SOURCE
Le culte des ancêtres couronne le processus de paganisation, ce qui prouve que le facteur essentiel est ici l'enracinement. Une lignée fidèle à la profession de colporteur n'est jamais perdue pour l'Islam, si isolée qu'elle soit, si totale que soit l'ignorance de ses membres. Ceux-ci ont besoin de prier pour trouver des dyatigi et leurs voyages les amènent nécessairement au contact d'autres musulmans. Au contraire, si un marabout guérisseur ou un tisserand se fixe dans un village animiste et s'y marie, s'il cultive chaque année les terres prêtées par ses beaux-parents et acquiert du bétail, il cesse de voyager et perd de plus en plus contact avec l'Umma. Après trois ou quatre générations, ses descendants ne peuvent plus se distinguer des autochtones et perdent par incompétence leur fonction spécialisée. Tel fut le sort des ancêtres de Samori, alors que les Turè du Kabasarana, des tisserands établis dans des gros centres musulmans et attachés au commerce du kola, se sont généralement mariés dans l'Umma et sont restés fidèles à leur foi ancestrale.
Cet équilibre de l'Islam et du paganisme est donc avant tout un fait de géographie sociale et économique. Il est déterminé par l'implantation plus ou moins dense des négociants en kola comme par celle des tisserands. Le premier coup d'oeil jeté sur la carte impose dans le cas présent l'évidence d'un déterminisme géographique.
Les musulmans se pressent en masses serrées au nord et au sud, le long des deux bandes prospères que définissent l'axe du Niger et la zone préforestière. On ne les trouve qu'en taches sporadiques dans la fameuse zone intermédiaire dont la pauvreté générale a été révélée par l'étude des sols et de la végétation, aussi bien que par celle des hommes et de leur économie.
L'lslam soudanais.? Au nord règne la civilisation soudanaise classique, étirée par le Niger jusqu'à Kankan et Kouroussa. Dans l'ensemble, l'Islam s'y trouvait minoritaire, mais il était partout présent et avait même établi sa prépondérance en quelques points depuis le XIXme siècle. Il tenait tout le commerce à longue distance, mais il ne coïncidait plus exactement avec lui car il avait mordu sur certains milieux d'agriculteurs et surtout à une date récente sur les Peuls éleveurs (Masina). Son existence n'étant pas menacée, il ne se rétractait pas dans une défensive hargneuse, mais il rayonnait à partir de grands centres culturels comme Djenné, Ségou et Kankan. Il n'était cependant pas conquérant, du moins avant le XIXme siècle. Il se trouvait sous l'influence de grands négociants soucieux du commerce de l'or ou de l'importation de produits européens, et désireux de contrôler le trafic qui longeait le Niger aussi bien que celui qui traversait le fleuve pour unir le Sahel à la Forêt. Leur installation aux principaux points de passage leur permettait de tirer profit des ruptures de charge, entre les caravanes et les pirogues ou les chameaux et les ânes. Ils avaient établi des compromis satisfaisants avec les chefs animistes et ne contestaient pas leur pouvoir. Ils contrôlaient d'ailleurs des centres urbains importants comme Djenné, Kankan au prix d'un hommage assez vague.

ENREGISTREMENTS FOURNIS
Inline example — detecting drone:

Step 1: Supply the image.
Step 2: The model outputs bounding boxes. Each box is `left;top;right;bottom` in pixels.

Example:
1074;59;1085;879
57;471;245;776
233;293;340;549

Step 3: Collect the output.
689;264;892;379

...

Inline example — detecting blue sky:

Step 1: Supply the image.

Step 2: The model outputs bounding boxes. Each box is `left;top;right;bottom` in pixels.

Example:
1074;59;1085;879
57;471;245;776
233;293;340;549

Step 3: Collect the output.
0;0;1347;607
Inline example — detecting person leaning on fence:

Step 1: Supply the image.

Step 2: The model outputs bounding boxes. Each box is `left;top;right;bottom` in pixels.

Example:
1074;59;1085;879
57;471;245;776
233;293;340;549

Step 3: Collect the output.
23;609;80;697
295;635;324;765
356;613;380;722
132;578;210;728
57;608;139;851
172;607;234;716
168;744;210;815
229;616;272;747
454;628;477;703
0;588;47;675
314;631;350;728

* * *

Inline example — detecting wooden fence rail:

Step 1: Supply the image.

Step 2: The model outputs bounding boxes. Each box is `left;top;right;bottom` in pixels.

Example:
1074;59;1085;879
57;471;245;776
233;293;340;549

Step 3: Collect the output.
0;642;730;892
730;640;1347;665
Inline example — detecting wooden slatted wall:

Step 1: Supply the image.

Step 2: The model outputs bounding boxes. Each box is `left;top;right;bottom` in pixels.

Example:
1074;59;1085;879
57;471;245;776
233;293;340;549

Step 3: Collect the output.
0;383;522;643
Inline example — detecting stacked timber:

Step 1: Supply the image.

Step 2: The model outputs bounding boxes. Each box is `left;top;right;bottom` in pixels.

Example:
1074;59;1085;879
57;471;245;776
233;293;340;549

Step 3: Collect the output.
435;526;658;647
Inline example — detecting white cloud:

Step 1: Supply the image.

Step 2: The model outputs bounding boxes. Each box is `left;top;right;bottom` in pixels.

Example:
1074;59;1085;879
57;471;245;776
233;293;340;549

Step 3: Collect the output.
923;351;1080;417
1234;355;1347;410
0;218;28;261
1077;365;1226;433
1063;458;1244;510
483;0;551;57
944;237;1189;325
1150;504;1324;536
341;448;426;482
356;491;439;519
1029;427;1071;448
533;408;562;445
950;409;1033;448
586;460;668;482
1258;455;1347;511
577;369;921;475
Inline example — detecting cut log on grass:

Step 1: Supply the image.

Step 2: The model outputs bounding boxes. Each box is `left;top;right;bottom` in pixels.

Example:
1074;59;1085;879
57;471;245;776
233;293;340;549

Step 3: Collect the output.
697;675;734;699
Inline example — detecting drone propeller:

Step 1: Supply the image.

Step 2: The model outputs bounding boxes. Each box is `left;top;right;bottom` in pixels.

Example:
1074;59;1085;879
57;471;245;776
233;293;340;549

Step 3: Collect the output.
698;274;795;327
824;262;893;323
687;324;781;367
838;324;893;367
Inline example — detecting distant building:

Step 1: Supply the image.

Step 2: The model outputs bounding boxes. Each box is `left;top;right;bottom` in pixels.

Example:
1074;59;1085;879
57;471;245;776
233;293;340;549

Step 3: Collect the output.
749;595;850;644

CONSIGNE
D'après la source, à partir de quels grands centres culturels l'Islam soudanais rayonnait-il, s'il vous plaît ?

RÉPONSE
Djenné, Ségou et Kankan.